## Extract
┄┄┄┄┄┄┄┄┄┄┄┄┄┄┄┄┄┄┄┄
Collaboration between foster parents and birth families can have a significant impact in the overall course of placement and/or treatment. When the relationship is respectful, nonjudgmental, and supportive, all parents are able to do a better job in meeting the children’s needs (Werth, 2008). Creating a teaming approach with planned contact between birth and foster parents have shown that children return home sooner, have more stable placements, experience better emotional development and are more successful in school.
Icebreaker meetings or visits represent the first step to integrating the birth family into their child’s life while in out of home care. They provide a structured, first informal meeting early in placement for both foster and birth families to create an atmosphere of “working together”. The concept of teaming is not new, but now it has become a formalized part of the services offered to families. This first meeting or “ice breaker” is a facilitated, child focused meeting held shortly after a child is placed (or replaced) in out-of-home care and lasting not more than thirty minutes. The meeting provides an opportunity for foster parents and birth families to meet each other and to share information about the needs of the child. Thus, the “ice breaker” is a starting point for establishing communication and building a relationship between families (Werth, 2008).
Siskiyou County California: A Committed Partnership between County Agencies and the Court. (begins on page 8)
Superior Court Judge William Davis called together all partners working with child welfare children and families in Siskiyou County to examine how these systems were doing at implementing concurrent planning. The day long convening combined expert-led presentations with smaller breakout sessions on specific topics like case planning, visitation, family finding, older youth permanency and resource families. The group began to lay out a framework and strategies for improving outcomes for children and families in their county.
New Mexico Concurrent Planning: A Guide for Judges, Attorneys, and Others Working with Children & Families (2005)
Designed for judges, attorneys, and others working with children and families in New Mexico, this guide explains concurrent planning in child welfare. It is a process that allows the New Mexico Children, Youth, and Families (CYFD) to provide reunification services to the child and the family at the same time as CYFD works on an alternative plan, such as adoption, permanent guardianship, or placement with a fit and willing relative. It is explains why New Mexico adopted concurrent planning, operating principles of concurrent planning, how cases are selected for concurrent planning and how such homes are established, and the roles of judges, advocates, and youth service workers, in implementing concurrent planning.
┄┄┄┄┄┄┄┄┄┄┄┄┄┄┄┄┄┄┄┄
[Named-object pointing records]
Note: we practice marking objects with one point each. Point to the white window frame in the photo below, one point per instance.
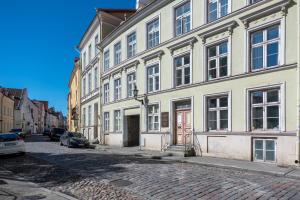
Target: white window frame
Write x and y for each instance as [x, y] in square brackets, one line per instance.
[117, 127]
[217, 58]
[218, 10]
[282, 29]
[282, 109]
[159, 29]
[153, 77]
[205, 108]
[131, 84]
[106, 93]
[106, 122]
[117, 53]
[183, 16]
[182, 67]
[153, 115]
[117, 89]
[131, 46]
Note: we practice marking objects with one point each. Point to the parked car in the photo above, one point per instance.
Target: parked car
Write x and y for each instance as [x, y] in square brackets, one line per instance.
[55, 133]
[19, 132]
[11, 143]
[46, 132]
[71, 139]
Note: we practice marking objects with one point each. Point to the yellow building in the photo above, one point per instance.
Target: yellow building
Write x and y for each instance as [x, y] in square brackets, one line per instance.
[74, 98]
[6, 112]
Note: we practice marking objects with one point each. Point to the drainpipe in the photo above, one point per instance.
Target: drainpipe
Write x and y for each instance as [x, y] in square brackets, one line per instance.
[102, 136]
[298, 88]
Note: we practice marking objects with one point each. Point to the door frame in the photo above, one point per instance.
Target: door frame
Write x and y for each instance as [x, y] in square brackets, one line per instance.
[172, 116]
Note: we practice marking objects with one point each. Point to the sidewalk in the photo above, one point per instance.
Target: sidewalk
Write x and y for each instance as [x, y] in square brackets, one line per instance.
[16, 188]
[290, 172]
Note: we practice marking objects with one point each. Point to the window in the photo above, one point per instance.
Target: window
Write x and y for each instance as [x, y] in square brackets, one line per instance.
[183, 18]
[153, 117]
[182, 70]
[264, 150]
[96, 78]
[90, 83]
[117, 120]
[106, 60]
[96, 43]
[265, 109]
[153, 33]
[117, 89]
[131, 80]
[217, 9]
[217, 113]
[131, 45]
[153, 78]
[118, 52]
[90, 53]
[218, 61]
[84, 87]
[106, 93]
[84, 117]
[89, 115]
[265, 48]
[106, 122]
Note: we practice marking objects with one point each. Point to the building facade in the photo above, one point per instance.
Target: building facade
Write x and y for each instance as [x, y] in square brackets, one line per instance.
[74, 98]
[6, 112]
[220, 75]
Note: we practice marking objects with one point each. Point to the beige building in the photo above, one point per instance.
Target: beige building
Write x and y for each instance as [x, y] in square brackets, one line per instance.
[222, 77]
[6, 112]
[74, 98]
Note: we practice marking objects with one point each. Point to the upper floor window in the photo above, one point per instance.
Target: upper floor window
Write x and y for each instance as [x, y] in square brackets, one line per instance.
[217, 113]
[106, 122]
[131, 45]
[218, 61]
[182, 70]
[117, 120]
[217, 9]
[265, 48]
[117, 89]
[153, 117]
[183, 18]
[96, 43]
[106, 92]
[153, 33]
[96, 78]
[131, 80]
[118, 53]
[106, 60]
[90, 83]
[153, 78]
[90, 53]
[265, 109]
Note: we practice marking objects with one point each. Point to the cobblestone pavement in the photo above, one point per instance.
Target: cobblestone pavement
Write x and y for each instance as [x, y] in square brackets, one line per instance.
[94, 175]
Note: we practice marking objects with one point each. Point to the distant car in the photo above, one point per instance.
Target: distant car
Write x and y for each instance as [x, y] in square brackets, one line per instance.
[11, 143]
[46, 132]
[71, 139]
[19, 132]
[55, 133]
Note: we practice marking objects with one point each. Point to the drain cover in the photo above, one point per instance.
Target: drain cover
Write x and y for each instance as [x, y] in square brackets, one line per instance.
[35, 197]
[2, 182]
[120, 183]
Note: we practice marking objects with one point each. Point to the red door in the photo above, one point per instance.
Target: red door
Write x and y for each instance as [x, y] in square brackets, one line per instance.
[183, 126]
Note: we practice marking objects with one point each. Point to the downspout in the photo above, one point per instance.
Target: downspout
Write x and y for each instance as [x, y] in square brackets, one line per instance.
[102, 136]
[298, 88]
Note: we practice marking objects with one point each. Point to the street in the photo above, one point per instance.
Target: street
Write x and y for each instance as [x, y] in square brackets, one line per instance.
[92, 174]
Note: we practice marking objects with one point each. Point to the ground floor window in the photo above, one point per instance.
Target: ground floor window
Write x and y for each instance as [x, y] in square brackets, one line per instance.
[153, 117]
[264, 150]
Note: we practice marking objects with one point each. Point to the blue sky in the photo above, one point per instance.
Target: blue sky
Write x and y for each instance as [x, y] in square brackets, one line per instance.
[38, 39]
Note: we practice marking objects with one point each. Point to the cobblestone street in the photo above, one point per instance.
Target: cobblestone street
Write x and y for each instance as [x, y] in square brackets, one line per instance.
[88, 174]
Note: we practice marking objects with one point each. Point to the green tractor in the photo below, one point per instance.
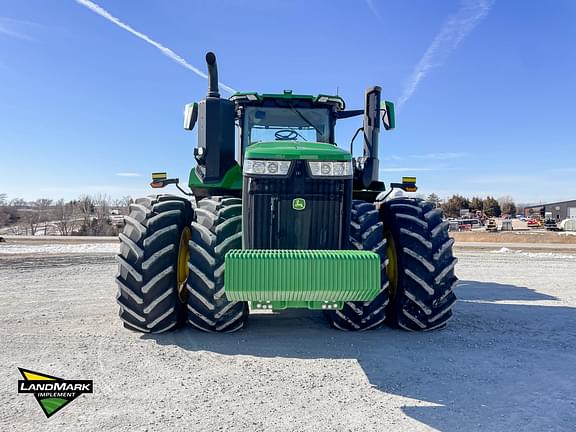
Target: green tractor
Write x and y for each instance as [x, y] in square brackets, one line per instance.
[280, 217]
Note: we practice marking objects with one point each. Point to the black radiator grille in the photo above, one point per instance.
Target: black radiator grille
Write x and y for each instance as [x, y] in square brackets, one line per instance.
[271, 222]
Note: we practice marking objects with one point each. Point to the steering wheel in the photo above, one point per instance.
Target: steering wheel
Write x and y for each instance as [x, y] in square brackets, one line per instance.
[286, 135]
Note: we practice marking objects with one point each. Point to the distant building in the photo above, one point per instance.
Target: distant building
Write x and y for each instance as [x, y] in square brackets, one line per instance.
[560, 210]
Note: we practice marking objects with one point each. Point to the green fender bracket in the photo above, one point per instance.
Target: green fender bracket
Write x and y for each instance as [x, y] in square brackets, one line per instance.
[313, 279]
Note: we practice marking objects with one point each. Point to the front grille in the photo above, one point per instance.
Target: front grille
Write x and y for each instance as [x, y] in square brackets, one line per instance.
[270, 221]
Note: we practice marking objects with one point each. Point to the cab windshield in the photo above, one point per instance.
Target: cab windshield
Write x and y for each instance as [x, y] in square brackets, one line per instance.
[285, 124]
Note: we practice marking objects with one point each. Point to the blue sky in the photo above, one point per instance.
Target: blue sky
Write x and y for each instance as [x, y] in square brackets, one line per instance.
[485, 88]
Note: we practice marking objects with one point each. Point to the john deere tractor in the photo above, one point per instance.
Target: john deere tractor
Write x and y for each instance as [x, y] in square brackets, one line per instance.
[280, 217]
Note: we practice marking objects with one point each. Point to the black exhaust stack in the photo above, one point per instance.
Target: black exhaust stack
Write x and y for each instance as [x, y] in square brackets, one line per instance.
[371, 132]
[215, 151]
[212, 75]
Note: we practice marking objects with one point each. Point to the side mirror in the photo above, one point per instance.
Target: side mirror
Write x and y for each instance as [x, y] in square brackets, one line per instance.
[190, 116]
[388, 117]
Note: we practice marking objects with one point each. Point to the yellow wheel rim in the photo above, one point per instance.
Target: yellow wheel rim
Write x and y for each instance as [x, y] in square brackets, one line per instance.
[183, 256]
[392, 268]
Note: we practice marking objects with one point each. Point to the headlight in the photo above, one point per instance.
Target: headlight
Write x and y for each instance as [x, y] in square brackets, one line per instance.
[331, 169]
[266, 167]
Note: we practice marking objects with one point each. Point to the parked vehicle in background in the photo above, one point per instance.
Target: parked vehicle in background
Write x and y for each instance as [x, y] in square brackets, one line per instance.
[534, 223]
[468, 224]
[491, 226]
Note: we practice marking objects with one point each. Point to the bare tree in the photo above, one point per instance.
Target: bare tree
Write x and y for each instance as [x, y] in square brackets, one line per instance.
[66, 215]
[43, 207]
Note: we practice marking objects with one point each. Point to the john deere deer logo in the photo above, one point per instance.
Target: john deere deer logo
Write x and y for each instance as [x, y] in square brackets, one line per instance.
┄┄┄┄┄┄┄┄┄┄┄┄┄┄┄┄┄┄┄┄
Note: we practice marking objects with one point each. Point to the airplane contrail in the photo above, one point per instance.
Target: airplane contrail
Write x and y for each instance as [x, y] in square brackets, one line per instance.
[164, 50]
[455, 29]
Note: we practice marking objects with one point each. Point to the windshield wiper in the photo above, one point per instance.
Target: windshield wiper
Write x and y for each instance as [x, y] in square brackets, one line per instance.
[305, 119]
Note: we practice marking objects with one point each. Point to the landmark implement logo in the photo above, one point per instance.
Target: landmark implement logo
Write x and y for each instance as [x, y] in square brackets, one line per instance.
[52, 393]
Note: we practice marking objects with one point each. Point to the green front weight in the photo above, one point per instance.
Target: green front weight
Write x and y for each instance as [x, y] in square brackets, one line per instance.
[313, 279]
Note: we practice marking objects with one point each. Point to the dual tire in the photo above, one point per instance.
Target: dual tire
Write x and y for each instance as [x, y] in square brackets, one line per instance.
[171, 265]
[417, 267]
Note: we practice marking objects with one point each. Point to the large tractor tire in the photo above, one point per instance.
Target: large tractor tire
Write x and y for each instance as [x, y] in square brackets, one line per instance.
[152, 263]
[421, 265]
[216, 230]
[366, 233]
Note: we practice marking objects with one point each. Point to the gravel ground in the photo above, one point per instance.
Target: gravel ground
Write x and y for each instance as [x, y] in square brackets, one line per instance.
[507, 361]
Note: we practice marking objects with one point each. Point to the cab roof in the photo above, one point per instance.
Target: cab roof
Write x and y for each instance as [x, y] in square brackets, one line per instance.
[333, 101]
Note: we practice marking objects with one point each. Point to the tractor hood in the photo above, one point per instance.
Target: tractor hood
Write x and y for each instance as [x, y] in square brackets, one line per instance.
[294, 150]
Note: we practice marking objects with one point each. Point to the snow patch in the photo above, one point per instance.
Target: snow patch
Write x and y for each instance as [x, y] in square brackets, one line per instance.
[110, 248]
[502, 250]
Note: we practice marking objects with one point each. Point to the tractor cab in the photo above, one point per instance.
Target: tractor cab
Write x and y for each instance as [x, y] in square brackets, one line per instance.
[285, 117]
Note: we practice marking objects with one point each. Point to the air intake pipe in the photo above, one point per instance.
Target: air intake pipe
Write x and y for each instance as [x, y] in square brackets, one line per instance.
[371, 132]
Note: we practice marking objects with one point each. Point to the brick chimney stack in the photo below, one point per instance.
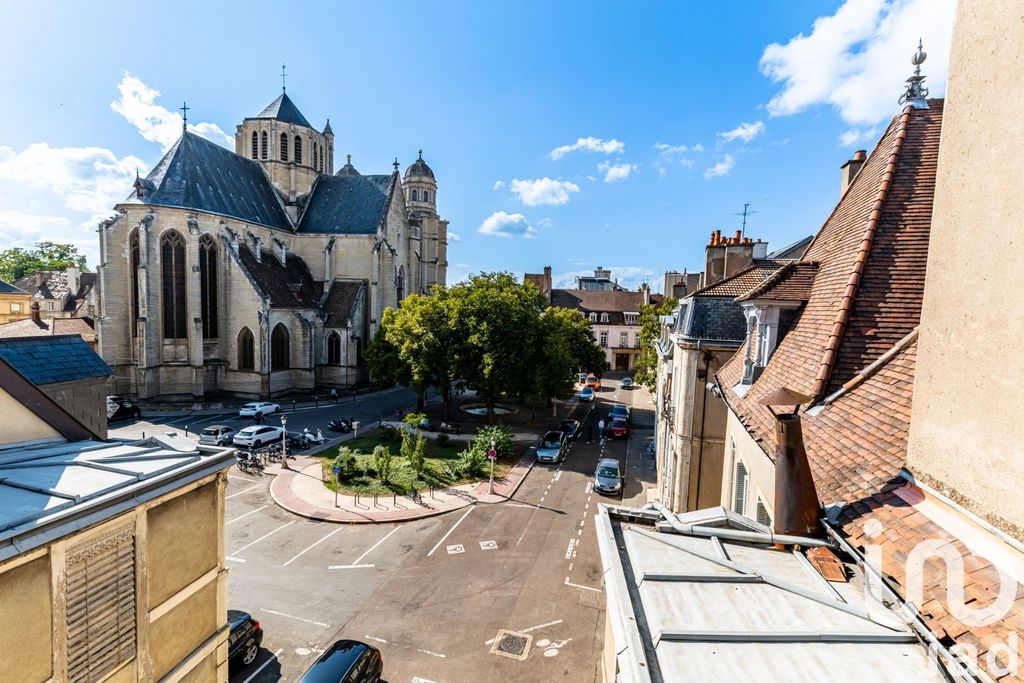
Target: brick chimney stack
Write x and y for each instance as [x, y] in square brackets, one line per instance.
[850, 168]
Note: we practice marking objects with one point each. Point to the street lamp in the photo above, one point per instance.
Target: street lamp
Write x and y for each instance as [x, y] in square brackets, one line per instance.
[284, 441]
┄┄┄┄┄┄┄┄┄┄┄┄┄┄┄┄┄┄┄┄
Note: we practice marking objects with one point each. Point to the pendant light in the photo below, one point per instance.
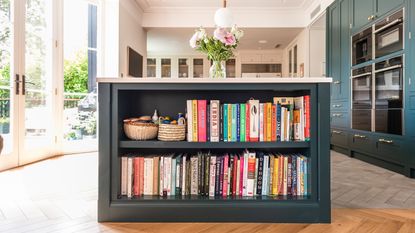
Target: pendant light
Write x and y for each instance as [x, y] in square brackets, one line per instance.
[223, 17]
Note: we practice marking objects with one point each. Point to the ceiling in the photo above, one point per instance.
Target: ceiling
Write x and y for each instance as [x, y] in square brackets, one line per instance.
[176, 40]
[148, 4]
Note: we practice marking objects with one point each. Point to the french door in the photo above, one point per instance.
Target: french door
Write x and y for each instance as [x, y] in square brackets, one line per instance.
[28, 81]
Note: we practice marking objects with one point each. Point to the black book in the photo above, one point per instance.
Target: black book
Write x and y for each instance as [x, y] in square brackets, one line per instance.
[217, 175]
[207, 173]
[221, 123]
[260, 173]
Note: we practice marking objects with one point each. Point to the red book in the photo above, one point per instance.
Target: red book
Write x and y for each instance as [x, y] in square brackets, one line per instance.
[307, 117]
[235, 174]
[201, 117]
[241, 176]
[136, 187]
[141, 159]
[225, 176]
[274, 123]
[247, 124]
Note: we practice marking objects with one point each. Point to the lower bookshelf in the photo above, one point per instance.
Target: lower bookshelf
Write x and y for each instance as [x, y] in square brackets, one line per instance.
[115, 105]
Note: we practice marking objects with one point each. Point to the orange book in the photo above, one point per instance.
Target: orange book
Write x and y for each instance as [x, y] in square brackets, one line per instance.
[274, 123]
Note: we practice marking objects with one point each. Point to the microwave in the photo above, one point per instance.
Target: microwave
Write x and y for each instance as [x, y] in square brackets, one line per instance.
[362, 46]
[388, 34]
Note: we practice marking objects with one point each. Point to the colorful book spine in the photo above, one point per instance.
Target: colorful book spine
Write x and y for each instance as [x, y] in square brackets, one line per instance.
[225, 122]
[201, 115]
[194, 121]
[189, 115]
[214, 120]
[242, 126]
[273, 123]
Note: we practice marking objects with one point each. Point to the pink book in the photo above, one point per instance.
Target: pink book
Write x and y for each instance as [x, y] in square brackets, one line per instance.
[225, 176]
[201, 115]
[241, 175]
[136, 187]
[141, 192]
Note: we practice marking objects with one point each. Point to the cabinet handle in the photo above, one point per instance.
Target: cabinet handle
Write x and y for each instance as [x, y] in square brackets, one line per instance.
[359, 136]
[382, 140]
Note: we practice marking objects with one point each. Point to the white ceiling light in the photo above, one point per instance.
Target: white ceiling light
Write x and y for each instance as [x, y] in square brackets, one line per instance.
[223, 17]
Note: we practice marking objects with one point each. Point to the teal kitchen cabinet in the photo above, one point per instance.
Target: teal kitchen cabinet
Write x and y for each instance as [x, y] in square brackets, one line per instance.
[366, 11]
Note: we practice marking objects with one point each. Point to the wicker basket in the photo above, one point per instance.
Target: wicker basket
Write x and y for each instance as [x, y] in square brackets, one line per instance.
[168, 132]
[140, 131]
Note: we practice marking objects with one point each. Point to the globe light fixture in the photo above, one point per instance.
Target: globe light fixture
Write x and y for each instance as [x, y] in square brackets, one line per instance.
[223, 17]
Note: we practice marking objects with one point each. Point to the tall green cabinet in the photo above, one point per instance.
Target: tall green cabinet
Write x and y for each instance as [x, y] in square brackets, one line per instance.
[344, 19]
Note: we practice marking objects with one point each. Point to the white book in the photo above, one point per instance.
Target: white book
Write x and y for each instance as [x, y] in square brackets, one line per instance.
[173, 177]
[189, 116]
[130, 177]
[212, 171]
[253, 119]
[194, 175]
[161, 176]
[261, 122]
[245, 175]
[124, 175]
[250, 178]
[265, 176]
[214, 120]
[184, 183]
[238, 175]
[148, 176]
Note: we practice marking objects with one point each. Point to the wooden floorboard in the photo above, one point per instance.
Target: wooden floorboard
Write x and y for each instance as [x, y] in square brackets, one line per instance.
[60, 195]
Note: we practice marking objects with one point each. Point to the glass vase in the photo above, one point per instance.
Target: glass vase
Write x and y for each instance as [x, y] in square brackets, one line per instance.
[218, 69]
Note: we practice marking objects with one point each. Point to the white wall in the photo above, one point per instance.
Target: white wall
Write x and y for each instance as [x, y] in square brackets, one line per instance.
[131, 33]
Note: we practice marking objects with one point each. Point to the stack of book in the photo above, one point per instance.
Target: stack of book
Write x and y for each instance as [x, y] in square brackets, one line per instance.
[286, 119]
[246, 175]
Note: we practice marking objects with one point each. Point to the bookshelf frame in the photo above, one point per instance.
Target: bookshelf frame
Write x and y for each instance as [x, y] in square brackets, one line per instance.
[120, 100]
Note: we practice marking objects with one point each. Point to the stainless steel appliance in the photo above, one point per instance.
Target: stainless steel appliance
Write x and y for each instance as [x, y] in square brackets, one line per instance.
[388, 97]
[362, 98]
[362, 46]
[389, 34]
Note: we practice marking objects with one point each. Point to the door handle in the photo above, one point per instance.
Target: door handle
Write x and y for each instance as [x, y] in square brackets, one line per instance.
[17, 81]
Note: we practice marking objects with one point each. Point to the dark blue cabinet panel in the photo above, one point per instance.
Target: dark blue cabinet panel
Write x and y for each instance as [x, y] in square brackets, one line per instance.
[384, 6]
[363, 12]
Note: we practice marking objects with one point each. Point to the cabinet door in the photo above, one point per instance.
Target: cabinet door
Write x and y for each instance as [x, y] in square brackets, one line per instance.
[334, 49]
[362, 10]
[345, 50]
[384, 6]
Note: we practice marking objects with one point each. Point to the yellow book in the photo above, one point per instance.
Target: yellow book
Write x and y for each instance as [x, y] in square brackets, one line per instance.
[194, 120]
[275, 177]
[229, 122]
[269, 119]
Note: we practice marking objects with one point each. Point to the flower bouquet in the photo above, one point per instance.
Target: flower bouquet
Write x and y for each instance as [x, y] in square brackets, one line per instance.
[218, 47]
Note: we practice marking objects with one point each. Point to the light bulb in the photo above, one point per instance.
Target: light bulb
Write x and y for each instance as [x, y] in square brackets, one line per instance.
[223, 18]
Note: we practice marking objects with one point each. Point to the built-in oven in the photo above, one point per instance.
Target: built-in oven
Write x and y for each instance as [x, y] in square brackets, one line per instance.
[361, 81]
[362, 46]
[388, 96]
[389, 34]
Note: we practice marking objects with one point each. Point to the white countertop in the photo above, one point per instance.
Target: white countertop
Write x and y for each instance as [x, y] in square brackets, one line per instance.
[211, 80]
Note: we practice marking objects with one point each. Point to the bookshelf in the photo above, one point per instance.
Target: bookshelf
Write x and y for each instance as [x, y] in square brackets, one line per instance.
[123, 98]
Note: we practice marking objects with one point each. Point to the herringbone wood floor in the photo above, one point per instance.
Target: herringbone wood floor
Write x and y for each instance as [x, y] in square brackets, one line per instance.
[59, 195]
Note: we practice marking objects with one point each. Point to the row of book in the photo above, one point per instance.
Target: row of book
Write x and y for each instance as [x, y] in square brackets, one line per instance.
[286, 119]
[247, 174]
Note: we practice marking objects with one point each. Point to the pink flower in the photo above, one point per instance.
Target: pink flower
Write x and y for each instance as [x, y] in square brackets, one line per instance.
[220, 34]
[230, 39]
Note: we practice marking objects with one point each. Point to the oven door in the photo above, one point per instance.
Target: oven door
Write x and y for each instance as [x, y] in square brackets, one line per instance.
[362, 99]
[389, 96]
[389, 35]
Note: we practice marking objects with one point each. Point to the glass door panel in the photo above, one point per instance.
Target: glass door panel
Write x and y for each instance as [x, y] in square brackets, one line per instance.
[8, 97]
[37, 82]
┄┄┄┄┄┄┄┄┄┄┄┄┄┄┄┄┄┄┄┄
## Problem requirements
Please reproduce the whole passage on foster and birth family teamwork and concurrent planning word for word.

## Task solution
Collaboration between foster parents and birth families can have a significant impact in the overall course of placement and/or treatment. When the relationship is respectful, nonjudgmental, and supportive, all parents are able to do a better job in meeting the children’s needs (Werth, 2008). Creating a teaming approach with planned contact between birth and foster parents have shown that children return home sooner, have more stable placements, experience better emotional development and are more successful in school.
Icebreaker meetings or visits represent the first step to integrating the birth family into their child’s life while in out of home care. They provide a structured, first informal meeting early in placement for both foster and birth families to create an atmosphere of “working together”. The concept of teaming is not new, but now it has become a formalized part of the services offered to families. This first meeting or “ice breaker” is a facilitated, child focused meeting held shortly after a child is placed (or replaced) in out-of-home care and lasting not more than thirty minutes. The meeting provides an opportunity for foster parents and birth families to meet each other and to share information about the needs of the child. Thus, the “ice breaker” is a starting point for establishing communication and building a relationship between families (Werth, 2008).
Siskiyou County California: A Committed Partnership between County Agencies and the Court. (begins on page 8)
Superior Court Judge William Davis called together all partners working with child welfare children and families in Siskiyou County to examine how these systems were doing at implementing concurrent planning. The day long convening combined expert-led presentations with smaller breakout sessions on specific topics like case planning, visitation, family finding, older youth permanency and resource families. The group began to lay out a framework and strategies for improving outcomes for children and families in their county.
New Mexico Concurrent Planning: A Guide for Judges, Attorneys, and Others Working with Children & Families (2005)
Designed for judges, attorneys, and others working with children and families in New Mexico, this guide explains concurrent planning in child welfare. It is a process that allows the New Mexico Children, Youth, and Families (CYFD) to provide reunification services to the child and the family at the same time as CYFD works on an alternative plan, such as adoption, permanent guardianship, or placement with a fit and willing relative. It is explains why New Mexico adopted concurrent planning, operating principles of concurrent planning, how cases are selected for concurrent planning and how such homes are established, and the roles of judges, advocates, and youth service workers, in implementing concurrent planning.